Fonte —
_ _ _ _ _

# Tecnologia & Solitudine



## Hellseven (4 Gennaio 2014)

Ho appreso di Sherry Turkle per la prima volta ieri leggendo un articolo sulla pagina della cultura di Repubblica che recensiva il suo nuovo libro Alone Together.
Mi ha molto colpito e ho cercato sul web per approfondire: ho trovato questo.
Molto, molto interessante, secondo me, ma sopratutto molto ma molto condivisibile.
Se vi armate di tempo, pazienza e buona volontà può valere la pena leggere entrambi gli articoli.
E ne riparliamo, se vi va.

http://blog.wired.it/misterbit/2012...ry-turkle-e-i-paradossi-della-tecnologia.html


http://blog.wired.it/misterbit/2012...paradossi-della-tecnologia-parte-seconda.html


----------



## Flavia (4 Gennaio 2014)

argomento interessante
ne parlavo con un collega
pochi giorno fa
mi riprometto di leggere
gli articoli


----------



## feather (5 Gennaio 2014)

Hellseven ha detto:


> Molto, molto interessante, secondo me, ma sopratutto molto ma molto condivisibile.


L'ho letto a saltoni.
Non mi piace tanto la dicotomia con cui vede la tecnologia e il mondo.
Fa una specie di contraposizione tra tecnologia/virtuale vs mondo reale. Dicotomia che a mio avviso non esiste. La tecnologia È mondo reale. Ne fa parte a pieno titolo. 
Non esistono le relazioni virtuali e quelle reali. Sono tutte relazioni. Abbiamo solo aggiunto una sfumatura in più. 
A mio avviso la tecnologia non ha cambiato il modo di relazionarsi, solo aggiunto una modalità in più. Dice "ci illudiamo di essere insieme", non è un'illusione. Quando sono su questo forum discuto esattamente come farei in un bar. Non è ne più ne meno "reale".
In soldoni, non sono daccordo con le sue premesse.


----------



## Fantastica (5 Gennaio 2014)

C'è un errore logico di fondo piuttosto grave nella tesi di Turkle. Pone l'oggetto (la tecnologia) quale fondamento per dire del soggetto. E' il contrario. Un soggetto tendenzialmente fragile affida sempre all'oggetto la conferma della propria esistenza. Una volta la affidava a oggetti quali la religione, la patria, la famiglia, il sapere, il potere politico, il denaro, il partito, ecc. ; oggi lo affida alla quantità di mail e sms e seguaci in twitter o fb che ha. Non c'è differenza.

_ _ _ _ _

Voci fornite —
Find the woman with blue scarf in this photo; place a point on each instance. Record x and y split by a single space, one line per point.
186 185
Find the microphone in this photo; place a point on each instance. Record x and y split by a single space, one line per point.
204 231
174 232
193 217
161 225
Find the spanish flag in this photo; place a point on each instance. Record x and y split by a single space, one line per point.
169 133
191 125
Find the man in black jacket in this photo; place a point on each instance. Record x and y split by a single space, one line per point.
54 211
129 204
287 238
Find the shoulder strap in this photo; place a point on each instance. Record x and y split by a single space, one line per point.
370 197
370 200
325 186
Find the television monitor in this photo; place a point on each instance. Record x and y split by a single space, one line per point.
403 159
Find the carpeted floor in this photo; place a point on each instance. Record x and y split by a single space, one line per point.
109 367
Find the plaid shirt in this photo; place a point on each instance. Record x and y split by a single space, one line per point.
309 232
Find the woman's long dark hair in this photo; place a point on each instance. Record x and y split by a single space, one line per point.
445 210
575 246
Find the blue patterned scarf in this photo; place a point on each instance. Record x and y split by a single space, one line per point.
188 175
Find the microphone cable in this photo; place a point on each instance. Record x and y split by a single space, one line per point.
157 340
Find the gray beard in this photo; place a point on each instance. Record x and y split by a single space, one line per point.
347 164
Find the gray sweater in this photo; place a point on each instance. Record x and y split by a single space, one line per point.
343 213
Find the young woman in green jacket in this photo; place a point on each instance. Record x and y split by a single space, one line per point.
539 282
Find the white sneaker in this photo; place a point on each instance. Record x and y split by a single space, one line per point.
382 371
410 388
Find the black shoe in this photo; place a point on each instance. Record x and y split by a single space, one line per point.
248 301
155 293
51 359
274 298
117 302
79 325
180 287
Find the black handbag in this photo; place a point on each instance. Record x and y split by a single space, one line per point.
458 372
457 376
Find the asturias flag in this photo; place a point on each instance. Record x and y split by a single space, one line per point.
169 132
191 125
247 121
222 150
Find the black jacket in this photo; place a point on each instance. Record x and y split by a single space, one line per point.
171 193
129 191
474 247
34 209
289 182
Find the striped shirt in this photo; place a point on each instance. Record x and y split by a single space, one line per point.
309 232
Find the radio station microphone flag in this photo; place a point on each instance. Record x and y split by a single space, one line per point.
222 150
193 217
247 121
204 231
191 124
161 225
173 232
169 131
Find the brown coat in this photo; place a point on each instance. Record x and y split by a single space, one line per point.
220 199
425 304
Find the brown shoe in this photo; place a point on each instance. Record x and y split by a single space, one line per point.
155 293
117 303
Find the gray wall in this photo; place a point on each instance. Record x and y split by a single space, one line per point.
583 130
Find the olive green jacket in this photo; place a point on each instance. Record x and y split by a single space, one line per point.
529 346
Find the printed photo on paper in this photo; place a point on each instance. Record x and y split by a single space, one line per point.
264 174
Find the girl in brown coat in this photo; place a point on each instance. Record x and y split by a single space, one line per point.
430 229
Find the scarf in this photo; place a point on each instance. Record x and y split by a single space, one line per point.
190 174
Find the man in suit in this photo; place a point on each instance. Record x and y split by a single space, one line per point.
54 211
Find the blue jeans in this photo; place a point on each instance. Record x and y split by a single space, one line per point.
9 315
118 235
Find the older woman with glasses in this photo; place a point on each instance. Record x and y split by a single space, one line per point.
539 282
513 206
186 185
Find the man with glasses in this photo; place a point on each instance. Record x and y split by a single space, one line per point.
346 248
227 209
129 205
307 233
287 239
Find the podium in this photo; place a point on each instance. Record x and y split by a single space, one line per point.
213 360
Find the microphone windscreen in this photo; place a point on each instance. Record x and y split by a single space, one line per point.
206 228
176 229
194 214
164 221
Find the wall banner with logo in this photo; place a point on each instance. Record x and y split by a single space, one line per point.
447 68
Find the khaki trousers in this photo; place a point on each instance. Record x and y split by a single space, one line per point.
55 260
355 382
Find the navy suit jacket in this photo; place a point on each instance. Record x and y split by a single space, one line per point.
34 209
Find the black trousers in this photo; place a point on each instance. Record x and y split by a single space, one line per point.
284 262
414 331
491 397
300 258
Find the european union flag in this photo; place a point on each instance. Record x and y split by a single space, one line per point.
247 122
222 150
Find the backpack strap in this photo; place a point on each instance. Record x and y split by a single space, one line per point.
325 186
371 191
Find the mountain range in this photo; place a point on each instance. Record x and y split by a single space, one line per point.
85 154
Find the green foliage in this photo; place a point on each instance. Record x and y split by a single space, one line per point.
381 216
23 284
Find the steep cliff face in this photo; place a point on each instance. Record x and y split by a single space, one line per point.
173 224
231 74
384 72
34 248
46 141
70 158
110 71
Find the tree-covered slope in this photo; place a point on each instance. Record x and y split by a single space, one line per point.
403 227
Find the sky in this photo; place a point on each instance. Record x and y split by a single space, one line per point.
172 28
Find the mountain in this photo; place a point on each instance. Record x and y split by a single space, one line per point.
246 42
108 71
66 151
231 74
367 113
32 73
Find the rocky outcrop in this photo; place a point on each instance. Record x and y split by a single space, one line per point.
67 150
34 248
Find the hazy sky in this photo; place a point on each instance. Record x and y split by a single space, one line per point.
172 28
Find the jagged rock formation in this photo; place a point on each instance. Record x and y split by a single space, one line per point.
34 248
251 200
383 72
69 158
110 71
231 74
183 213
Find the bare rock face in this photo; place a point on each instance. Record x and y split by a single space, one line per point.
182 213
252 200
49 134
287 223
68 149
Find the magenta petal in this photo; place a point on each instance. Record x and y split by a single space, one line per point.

_ _ _ _ _

Ripeta parola per parola il brano della discussione su tecnologia e solitudine, tutto ciò che va da "Ho appreso di" giù fino a "libro Alone Together.". Le voci riportate provengono da una fonte diversa.

Ho appreso di Sherry Turkle per la prima volta ieri leggendo un articolo sulla pagina della cultura di Repubblica che recensiva il suo nuovo libro Alone Together.